Copy out each line featuring the string "below" from the entries beneath.
● ● ● ● ● ● ●
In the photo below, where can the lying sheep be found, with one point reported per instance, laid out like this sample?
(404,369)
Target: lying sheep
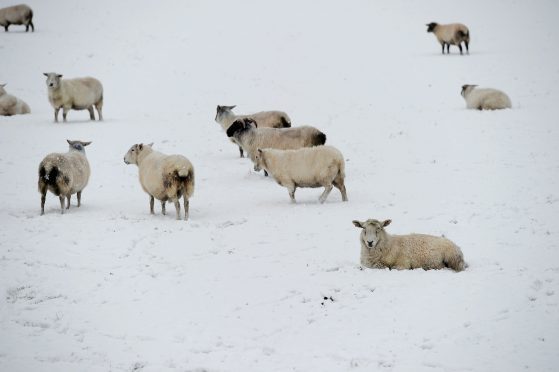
(264,119)
(10,105)
(164,177)
(64,174)
(451,34)
(17,15)
(401,252)
(247,135)
(74,94)
(321,166)
(484,98)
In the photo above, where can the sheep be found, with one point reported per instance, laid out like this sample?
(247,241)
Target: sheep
(484,98)
(451,34)
(401,252)
(264,119)
(247,135)
(75,94)
(17,15)
(164,177)
(10,105)
(320,166)
(64,174)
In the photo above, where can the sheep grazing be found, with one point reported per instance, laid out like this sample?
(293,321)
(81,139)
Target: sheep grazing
(402,252)
(64,174)
(485,98)
(250,137)
(264,119)
(74,94)
(10,105)
(321,166)
(17,15)
(164,177)
(451,34)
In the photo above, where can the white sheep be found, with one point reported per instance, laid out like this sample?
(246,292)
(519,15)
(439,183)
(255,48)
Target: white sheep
(401,252)
(64,174)
(484,98)
(74,94)
(320,166)
(17,15)
(164,177)
(451,34)
(251,137)
(10,105)
(264,119)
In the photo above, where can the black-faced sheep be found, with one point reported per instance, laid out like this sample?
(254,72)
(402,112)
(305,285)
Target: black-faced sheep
(264,119)
(163,177)
(451,34)
(74,94)
(10,105)
(320,166)
(401,252)
(17,15)
(484,98)
(250,137)
(64,174)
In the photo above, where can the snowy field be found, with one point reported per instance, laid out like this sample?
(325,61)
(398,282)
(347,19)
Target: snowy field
(241,286)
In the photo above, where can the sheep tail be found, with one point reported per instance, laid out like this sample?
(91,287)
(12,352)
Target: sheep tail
(319,139)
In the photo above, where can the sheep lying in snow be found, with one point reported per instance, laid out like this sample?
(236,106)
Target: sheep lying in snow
(164,177)
(484,98)
(382,250)
(64,174)
(320,166)
(264,119)
(17,15)
(10,105)
(74,94)
(451,34)
(247,135)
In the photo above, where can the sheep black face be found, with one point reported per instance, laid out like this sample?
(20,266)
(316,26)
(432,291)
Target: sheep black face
(431,26)
(373,231)
(53,80)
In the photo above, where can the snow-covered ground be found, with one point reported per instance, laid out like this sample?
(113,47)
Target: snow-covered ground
(242,285)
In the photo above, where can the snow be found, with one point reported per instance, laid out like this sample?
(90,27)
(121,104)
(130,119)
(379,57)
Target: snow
(252,282)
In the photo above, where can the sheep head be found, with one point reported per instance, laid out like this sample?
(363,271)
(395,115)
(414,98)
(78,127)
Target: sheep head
(373,231)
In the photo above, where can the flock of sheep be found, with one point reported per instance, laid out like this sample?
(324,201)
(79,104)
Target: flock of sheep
(293,156)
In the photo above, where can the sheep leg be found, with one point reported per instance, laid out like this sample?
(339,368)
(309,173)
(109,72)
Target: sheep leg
(178,208)
(61,197)
(186,207)
(325,194)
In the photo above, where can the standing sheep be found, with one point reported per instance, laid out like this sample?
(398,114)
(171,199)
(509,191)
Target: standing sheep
(451,34)
(74,94)
(264,119)
(247,135)
(164,177)
(321,166)
(64,174)
(402,252)
(17,15)
(10,105)
(484,98)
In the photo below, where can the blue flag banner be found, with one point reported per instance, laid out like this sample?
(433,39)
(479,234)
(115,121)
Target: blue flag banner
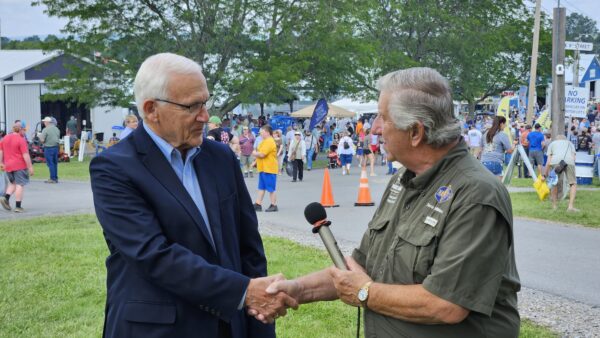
(321,110)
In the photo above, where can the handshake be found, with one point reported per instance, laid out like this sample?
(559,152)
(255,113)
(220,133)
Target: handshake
(268,298)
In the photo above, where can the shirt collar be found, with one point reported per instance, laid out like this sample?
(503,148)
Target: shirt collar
(410,181)
(164,146)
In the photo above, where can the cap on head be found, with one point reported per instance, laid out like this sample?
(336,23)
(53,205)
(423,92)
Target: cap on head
(214,120)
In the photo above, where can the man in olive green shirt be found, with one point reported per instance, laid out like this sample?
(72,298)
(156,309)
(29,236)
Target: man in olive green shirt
(437,259)
(50,138)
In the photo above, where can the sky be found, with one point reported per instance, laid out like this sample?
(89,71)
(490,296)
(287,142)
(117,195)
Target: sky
(18,19)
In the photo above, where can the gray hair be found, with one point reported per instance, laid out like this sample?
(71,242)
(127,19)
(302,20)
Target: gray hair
(152,79)
(422,95)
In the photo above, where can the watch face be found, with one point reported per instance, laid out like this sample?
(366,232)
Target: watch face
(362,295)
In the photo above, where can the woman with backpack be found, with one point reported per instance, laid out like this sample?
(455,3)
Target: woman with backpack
(346,152)
(495,143)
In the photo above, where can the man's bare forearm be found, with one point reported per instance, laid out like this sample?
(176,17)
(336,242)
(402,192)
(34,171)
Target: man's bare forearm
(316,286)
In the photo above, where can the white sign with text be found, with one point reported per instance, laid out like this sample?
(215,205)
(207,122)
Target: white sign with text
(576,99)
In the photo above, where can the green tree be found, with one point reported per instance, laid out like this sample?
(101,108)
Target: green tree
(483,47)
(583,28)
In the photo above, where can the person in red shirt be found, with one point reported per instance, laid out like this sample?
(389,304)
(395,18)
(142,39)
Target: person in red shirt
(15,160)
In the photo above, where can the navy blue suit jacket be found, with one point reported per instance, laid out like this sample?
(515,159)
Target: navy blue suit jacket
(164,278)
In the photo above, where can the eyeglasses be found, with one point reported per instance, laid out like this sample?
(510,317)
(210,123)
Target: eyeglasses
(195,108)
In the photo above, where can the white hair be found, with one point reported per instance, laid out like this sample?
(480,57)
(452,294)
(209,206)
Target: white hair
(422,95)
(152,79)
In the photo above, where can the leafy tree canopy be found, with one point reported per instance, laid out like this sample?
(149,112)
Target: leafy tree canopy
(270,51)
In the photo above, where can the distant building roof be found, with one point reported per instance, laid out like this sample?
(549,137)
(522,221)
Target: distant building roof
(15,61)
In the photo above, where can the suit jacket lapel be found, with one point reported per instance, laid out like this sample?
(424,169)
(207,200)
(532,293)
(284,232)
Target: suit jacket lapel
(161,169)
(207,174)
● ● ● ● ● ● ●
* ANSWER SECTION *
In the photo below, where can the lying sheep be found, with one point reported per instance, laid out like this sample?
In the photo below, where can the blue flag banner be found, with one point reported per instance, laid out like this sample?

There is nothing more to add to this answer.